◆ **Supplied records**:
= = = = = = =

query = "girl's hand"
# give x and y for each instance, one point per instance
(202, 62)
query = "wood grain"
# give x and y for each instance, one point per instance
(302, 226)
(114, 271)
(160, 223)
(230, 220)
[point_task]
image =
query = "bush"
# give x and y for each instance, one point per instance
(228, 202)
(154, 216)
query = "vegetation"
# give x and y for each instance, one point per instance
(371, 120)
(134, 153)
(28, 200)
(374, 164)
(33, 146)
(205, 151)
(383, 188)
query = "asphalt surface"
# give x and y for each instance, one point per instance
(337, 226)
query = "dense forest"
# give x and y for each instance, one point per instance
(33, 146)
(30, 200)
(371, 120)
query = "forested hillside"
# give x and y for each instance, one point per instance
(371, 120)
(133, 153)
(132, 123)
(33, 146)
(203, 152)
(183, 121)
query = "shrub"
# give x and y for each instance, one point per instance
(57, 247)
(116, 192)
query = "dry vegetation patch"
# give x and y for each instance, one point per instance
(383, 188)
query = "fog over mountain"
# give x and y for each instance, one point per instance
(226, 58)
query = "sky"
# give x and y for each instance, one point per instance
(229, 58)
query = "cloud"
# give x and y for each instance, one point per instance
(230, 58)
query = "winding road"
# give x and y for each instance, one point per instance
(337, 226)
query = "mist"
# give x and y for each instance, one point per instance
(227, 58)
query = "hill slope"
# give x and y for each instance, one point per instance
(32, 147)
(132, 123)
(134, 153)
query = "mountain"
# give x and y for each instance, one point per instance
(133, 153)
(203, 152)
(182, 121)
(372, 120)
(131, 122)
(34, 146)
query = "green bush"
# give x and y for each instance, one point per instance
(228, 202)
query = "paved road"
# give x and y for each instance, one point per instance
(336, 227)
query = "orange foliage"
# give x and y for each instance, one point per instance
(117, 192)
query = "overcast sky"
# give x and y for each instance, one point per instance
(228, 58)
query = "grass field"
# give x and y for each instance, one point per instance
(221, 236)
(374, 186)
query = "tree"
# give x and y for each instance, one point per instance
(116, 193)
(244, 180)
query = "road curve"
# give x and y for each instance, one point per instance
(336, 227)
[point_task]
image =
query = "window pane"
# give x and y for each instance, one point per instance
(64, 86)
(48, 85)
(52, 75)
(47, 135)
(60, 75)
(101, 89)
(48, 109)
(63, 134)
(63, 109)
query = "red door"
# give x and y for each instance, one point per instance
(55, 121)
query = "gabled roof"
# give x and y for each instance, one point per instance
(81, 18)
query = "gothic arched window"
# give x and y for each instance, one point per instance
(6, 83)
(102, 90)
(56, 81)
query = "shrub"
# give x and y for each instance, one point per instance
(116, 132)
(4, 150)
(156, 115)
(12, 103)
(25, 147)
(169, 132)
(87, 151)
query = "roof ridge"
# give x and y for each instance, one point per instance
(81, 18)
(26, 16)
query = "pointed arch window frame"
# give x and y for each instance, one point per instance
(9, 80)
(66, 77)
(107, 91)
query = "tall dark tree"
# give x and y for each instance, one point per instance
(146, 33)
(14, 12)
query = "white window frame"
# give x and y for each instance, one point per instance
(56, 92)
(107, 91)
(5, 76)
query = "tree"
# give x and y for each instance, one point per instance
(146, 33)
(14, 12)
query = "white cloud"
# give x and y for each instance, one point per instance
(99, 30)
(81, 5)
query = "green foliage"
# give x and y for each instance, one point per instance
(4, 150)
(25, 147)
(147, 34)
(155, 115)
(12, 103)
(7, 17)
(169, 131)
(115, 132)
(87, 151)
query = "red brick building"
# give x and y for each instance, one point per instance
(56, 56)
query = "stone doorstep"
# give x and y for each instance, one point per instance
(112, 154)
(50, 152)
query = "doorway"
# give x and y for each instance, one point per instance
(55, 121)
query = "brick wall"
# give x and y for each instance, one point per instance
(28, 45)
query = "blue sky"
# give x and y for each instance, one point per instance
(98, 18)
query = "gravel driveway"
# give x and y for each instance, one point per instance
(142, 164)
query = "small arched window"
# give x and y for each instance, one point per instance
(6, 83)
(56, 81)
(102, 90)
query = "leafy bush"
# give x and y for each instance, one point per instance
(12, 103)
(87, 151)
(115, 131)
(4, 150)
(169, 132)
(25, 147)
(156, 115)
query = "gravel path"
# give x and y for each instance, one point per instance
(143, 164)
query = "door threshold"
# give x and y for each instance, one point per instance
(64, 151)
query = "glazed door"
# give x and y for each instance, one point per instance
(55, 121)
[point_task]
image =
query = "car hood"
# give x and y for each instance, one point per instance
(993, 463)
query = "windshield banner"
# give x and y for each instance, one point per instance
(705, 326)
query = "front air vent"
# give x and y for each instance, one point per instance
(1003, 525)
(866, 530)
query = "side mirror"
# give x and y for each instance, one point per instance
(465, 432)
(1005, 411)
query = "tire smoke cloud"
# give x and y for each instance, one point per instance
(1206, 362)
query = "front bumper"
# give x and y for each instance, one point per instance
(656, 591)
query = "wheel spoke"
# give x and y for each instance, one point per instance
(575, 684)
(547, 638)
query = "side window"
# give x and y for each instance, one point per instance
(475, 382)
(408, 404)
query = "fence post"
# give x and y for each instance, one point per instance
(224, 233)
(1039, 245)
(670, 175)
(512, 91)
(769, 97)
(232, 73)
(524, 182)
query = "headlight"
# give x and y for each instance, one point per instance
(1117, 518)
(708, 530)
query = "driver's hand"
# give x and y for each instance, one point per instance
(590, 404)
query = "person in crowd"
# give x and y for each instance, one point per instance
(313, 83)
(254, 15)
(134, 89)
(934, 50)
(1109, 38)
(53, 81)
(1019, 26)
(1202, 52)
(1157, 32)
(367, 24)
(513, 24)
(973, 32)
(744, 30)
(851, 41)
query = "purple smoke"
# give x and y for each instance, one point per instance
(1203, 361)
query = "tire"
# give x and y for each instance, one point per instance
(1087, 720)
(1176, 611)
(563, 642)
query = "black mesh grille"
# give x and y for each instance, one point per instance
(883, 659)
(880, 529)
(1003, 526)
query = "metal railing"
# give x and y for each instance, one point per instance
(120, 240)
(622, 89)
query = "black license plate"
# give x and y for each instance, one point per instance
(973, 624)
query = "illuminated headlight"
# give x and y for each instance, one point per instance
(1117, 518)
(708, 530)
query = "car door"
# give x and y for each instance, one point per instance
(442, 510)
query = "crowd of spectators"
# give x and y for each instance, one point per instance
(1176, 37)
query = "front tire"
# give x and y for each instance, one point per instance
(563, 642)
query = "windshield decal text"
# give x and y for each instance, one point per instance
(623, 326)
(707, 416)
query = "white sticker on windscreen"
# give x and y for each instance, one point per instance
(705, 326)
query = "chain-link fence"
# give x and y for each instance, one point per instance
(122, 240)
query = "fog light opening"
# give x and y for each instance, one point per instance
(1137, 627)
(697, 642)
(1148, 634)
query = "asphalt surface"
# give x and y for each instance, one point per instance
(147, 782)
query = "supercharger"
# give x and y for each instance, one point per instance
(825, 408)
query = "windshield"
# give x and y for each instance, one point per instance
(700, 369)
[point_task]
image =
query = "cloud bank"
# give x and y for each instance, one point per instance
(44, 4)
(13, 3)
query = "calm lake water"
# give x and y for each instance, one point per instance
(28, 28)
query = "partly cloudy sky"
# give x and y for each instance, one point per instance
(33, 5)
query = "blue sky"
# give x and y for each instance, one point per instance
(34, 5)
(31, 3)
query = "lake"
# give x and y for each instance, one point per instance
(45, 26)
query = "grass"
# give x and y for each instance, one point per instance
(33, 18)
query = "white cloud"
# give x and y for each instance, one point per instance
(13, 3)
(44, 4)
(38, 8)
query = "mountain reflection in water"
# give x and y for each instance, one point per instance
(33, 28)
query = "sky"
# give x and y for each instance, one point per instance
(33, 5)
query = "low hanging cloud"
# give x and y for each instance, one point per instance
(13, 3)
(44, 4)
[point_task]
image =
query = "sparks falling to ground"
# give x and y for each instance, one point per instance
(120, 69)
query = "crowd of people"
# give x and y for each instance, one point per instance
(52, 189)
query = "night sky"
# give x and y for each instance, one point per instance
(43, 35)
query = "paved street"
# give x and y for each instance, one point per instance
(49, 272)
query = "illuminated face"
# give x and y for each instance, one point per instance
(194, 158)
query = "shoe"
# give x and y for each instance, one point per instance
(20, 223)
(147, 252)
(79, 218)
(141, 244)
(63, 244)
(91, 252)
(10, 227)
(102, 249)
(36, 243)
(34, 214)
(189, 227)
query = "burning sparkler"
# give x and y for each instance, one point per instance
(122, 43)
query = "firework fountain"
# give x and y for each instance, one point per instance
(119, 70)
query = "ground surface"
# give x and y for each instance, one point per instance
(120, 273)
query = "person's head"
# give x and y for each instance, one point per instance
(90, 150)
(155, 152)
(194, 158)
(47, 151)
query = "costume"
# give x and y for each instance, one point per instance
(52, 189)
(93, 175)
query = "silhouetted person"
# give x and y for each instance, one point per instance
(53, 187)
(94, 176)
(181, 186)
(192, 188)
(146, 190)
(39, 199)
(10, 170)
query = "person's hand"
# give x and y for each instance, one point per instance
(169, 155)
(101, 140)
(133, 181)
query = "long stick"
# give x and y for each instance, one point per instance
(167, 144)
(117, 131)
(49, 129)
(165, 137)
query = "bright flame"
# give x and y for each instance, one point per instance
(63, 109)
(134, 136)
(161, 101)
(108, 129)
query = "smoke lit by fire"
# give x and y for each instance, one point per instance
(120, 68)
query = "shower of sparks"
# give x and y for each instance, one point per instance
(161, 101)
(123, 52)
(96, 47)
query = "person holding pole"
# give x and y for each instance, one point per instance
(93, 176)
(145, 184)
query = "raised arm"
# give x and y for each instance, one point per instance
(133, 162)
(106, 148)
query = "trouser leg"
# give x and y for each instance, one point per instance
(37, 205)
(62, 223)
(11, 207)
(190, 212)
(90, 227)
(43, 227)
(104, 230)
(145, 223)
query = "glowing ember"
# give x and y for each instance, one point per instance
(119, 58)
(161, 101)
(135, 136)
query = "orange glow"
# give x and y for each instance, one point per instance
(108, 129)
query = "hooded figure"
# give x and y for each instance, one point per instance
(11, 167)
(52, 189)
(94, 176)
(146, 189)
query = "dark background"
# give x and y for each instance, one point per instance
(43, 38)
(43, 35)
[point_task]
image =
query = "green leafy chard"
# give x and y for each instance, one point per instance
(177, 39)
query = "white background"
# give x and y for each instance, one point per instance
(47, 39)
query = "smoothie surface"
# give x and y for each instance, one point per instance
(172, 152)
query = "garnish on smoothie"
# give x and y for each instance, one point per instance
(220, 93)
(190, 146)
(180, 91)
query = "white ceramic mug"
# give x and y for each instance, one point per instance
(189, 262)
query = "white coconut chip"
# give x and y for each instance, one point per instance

= = = = = = =

◆ **Exercise goal**: Count the lines in the data above that contain the string "green". Reply with that number only.

◆ **Reply to the task**: 3